[ASSIGNMENT] Nothing but the lines from the start of the records through the line that contains "M504 442L631 430L659 321L557 233L468 266Z" is to be copied, and each is to be copied exactly.

[SUPPLIED MATERIAL]
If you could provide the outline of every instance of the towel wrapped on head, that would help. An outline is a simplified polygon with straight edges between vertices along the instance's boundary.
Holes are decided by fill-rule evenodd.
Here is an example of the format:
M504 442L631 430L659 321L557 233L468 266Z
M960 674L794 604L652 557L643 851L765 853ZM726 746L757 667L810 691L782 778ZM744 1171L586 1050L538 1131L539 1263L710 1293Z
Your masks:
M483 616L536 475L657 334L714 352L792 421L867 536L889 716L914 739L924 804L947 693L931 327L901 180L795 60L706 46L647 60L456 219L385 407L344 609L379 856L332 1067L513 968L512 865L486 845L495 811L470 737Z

[ANSWER BOX]
If you could provide the outline of every instance of the towel wrapped on head, that would help. An outline is a simplified polygon with straight edges between vertices along the instance's boundary.
Holes are decided by fill-rule evenodd.
Here is an example of the format:
M504 442L631 430L659 321L557 233L468 266Z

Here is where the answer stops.